• Task to carry out
Format the data from its beginning through the line containing "140], [11, 208]]" as a Markdown table with two columns, Row for a running number and Line for the text of each line, skipping blank lines. Leave the pictures out of the table.
-- Start Exercise input --
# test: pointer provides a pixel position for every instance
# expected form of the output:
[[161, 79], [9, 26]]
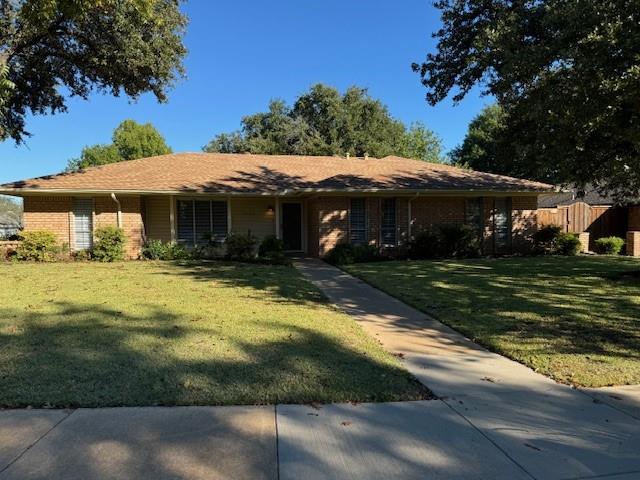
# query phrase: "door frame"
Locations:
[[302, 224]]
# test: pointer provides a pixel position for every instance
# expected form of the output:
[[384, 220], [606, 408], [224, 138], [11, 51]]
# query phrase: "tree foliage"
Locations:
[[567, 74], [483, 147], [112, 46], [324, 122], [131, 140], [11, 208]]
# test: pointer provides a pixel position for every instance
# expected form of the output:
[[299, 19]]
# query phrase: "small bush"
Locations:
[[609, 245], [159, 250], [367, 253], [567, 244], [544, 240], [108, 245], [346, 253], [81, 255], [241, 247], [37, 246], [459, 241], [426, 244]]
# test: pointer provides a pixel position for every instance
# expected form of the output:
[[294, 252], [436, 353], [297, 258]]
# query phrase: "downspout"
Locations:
[[410, 220], [119, 212]]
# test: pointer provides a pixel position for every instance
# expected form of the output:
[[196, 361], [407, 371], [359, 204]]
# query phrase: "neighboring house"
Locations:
[[9, 225], [312, 203], [586, 210]]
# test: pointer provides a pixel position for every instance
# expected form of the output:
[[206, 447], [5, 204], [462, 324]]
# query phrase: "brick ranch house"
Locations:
[[311, 203]]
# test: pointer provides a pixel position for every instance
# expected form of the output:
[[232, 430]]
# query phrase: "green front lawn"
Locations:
[[86, 334], [576, 319]]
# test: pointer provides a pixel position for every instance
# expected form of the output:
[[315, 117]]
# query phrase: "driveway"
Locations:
[[495, 419]]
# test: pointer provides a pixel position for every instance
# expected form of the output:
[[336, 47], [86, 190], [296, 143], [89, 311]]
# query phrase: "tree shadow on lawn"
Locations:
[[92, 355], [490, 300], [281, 282]]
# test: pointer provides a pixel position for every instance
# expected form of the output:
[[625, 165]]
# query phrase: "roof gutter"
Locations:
[[283, 193]]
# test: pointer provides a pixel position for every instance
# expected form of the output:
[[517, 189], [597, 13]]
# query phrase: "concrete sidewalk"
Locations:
[[138, 443], [550, 431]]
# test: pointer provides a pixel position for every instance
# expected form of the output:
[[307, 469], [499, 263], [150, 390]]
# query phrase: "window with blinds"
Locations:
[[201, 220], [358, 221], [388, 226], [82, 223]]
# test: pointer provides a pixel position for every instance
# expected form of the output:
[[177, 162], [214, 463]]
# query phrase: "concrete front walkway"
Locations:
[[548, 430]]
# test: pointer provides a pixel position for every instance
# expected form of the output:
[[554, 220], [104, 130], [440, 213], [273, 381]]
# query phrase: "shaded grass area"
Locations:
[[574, 319], [86, 334]]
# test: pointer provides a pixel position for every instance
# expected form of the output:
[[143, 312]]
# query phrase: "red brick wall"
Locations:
[[105, 213], [55, 214], [313, 227], [524, 220], [329, 220], [430, 212], [373, 220], [333, 221], [49, 213]]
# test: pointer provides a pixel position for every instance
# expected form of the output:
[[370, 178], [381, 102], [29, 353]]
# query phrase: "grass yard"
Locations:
[[574, 319], [135, 333]]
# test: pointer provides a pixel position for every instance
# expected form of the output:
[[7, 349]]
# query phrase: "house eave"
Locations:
[[282, 193]]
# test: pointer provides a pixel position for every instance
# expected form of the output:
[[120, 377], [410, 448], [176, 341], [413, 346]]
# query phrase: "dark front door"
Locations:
[[292, 226]]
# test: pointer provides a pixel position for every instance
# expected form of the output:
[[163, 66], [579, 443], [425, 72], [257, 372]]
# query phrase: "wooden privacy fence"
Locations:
[[599, 221]]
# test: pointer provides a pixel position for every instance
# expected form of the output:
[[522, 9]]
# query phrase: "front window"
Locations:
[[200, 221], [358, 221], [388, 222]]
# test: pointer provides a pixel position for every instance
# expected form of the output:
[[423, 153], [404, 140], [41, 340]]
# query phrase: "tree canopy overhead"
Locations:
[[484, 147], [112, 46], [323, 121], [131, 140], [567, 74]]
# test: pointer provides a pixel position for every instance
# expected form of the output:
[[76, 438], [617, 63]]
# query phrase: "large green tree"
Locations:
[[323, 121], [485, 146], [567, 74], [131, 140], [11, 207], [49, 48]]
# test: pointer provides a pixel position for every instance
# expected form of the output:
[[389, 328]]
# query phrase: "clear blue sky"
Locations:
[[243, 53]]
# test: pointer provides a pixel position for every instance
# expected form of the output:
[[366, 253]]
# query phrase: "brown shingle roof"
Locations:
[[270, 174]]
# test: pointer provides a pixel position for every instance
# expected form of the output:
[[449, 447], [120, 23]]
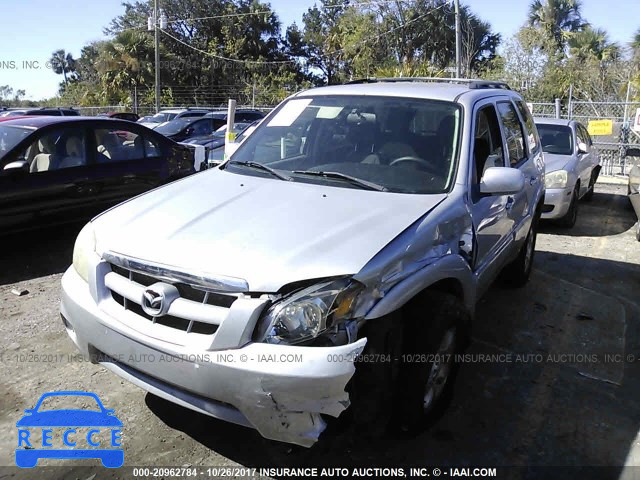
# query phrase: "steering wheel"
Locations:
[[409, 158]]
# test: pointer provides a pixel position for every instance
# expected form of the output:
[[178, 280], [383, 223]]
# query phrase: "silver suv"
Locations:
[[352, 232]]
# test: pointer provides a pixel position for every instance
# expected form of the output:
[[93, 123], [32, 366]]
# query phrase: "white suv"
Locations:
[[358, 224], [165, 116]]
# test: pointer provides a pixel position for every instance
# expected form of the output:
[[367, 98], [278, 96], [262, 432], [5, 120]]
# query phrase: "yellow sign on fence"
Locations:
[[600, 127]]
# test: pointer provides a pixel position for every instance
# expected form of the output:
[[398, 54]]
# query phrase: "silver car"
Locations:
[[572, 168], [352, 232]]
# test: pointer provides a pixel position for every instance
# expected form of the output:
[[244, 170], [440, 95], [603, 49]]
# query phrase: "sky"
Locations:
[[70, 24]]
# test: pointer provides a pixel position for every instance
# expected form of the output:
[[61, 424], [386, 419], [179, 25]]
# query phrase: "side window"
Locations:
[[152, 148], [532, 132], [56, 150], [118, 145], [487, 144], [513, 132]]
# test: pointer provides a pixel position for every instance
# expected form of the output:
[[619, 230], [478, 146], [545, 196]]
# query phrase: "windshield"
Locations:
[[10, 136], [174, 126], [400, 144], [556, 139]]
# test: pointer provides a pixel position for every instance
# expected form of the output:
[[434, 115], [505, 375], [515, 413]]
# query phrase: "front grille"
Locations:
[[189, 297]]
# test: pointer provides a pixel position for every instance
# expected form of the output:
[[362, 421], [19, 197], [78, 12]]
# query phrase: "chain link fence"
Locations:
[[612, 147]]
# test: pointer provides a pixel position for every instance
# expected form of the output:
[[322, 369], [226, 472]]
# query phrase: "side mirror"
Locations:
[[633, 152], [17, 166], [582, 148], [501, 181]]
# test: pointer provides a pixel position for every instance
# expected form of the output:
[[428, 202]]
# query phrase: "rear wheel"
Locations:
[[517, 273], [592, 185], [436, 331], [569, 219]]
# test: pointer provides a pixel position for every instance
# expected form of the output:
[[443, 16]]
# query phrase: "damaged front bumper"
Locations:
[[278, 390]]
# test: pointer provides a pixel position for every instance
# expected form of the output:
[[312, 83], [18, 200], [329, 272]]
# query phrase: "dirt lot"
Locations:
[[564, 391]]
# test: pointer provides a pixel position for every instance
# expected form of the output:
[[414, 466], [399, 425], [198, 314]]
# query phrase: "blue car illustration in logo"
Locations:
[[27, 455]]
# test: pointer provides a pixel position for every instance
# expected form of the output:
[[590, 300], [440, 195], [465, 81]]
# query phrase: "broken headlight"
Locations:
[[308, 313], [557, 179]]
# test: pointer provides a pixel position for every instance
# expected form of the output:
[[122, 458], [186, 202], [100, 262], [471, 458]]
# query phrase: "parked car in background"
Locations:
[[186, 127], [356, 219], [129, 116], [215, 148], [212, 140], [58, 169], [49, 111], [572, 168], [242, 115], [165, 116], [633, 188]]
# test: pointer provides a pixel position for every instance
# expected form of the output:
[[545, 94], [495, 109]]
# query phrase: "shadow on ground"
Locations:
[[607, 214], [36, 253]]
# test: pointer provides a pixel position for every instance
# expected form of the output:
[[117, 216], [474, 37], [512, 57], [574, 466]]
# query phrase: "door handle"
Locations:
[[510, 203]]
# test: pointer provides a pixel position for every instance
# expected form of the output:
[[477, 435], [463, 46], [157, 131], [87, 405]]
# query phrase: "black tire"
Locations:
[[517, 273], [592, 185], [436, 330], [569, 219], [371, 390]]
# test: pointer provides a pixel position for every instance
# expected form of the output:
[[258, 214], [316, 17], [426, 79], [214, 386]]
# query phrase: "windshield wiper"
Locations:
[[344, 176], [259, 166]]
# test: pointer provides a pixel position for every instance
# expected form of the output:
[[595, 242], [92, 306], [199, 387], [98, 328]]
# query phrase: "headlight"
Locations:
[[557, 179], [85, 245], [309, 312]]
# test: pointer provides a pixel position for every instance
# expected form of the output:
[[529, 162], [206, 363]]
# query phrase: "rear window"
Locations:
[[10, 136], [556, 139]]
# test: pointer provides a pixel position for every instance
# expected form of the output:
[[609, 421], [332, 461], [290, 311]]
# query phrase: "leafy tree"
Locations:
[[62, 63], [593, 43], [557, 19]]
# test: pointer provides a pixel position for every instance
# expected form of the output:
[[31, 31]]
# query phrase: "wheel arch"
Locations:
[[450, 274]]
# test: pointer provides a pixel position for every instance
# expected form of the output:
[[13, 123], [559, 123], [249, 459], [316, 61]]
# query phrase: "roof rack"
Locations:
[[472, 83]]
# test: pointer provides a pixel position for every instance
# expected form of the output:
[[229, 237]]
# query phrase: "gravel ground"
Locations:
[[561, 393]]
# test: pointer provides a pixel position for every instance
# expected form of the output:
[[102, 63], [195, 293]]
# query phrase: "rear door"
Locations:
[[490, 215], [54, 189], [524, 153], [586, 161], [126, 161]]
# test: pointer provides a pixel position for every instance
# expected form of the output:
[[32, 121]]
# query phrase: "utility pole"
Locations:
[[157, 22], [157, 42], [458, 41]]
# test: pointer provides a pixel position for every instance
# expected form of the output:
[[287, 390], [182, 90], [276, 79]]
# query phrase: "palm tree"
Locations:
[[62, 63], [557, 19], [593, 43], [126, 61]]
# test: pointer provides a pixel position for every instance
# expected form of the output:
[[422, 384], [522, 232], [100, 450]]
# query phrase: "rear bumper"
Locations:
[[556, 203], [279, 390]]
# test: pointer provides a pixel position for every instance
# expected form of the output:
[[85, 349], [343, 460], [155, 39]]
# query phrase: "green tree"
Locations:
[[594, 43], [62, 63], [557, 19]]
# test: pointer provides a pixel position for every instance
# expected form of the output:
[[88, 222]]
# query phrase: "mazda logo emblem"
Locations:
[[153, 303]]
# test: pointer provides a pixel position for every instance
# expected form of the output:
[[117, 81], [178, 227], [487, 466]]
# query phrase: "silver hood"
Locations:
[[553, 162], [265, 231]]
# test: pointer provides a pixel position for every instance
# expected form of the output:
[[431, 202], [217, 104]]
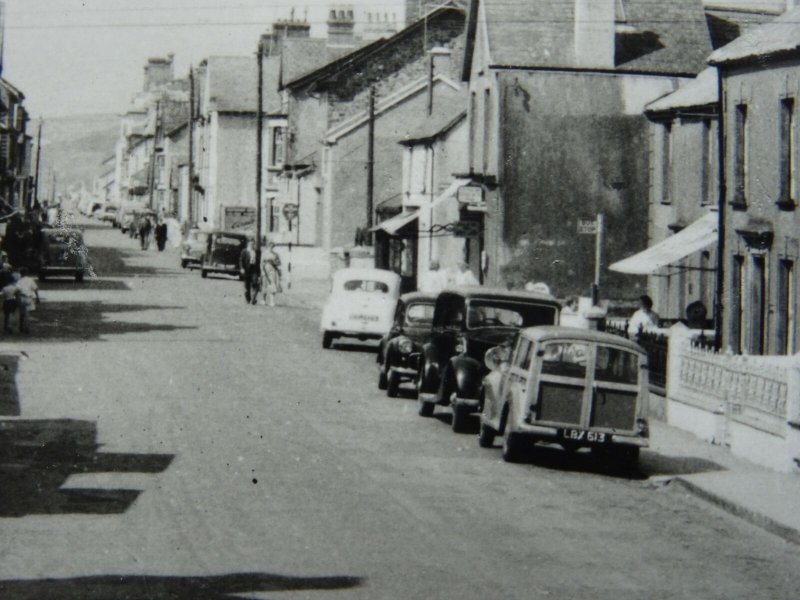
-- End Exercise input --
• Response to this exercise
| Row | Line |
|---|---|
| 1 | # test: pointer provides a pixel position for every instance |
| 2 | # expected form of the output: |
| 3 | [[161, 79], [9, 26]] |
| 4 | # query phrase: "door frame" |
| 5 | Locations: |
| 6 | [[302, 224]] |
| 7 | # test: pointer provides a pixel position for every instance |
| 8 | # expected form of the output: |
| 9 | [[384, 220], [606, 408], [224, 138], [11, 51]] |
| 10 | # query phrase: "tree foliage" |
| 11 | Locations: |
| 12 | [[567, 74], [483, 147], [112, 46], [324, 122], [131, 140], [11, 208]] |